[Data extracted from a collection]
===
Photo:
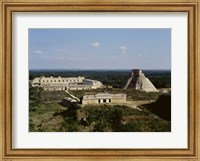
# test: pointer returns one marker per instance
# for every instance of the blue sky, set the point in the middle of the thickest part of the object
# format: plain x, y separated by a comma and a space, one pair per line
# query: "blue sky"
===
### EXERCISE INSTRUCTIONS
Repeat every entry above word for word, and include no pictures.

### TASK RESPONSE
Photo:
# test: pointer returns one marker per instance
# for every instance of the blue sky, set the point in the middle of the thickest part of the object
# format: plain x, y separated by a comma and a space, one pair per line
# query: "blue sky"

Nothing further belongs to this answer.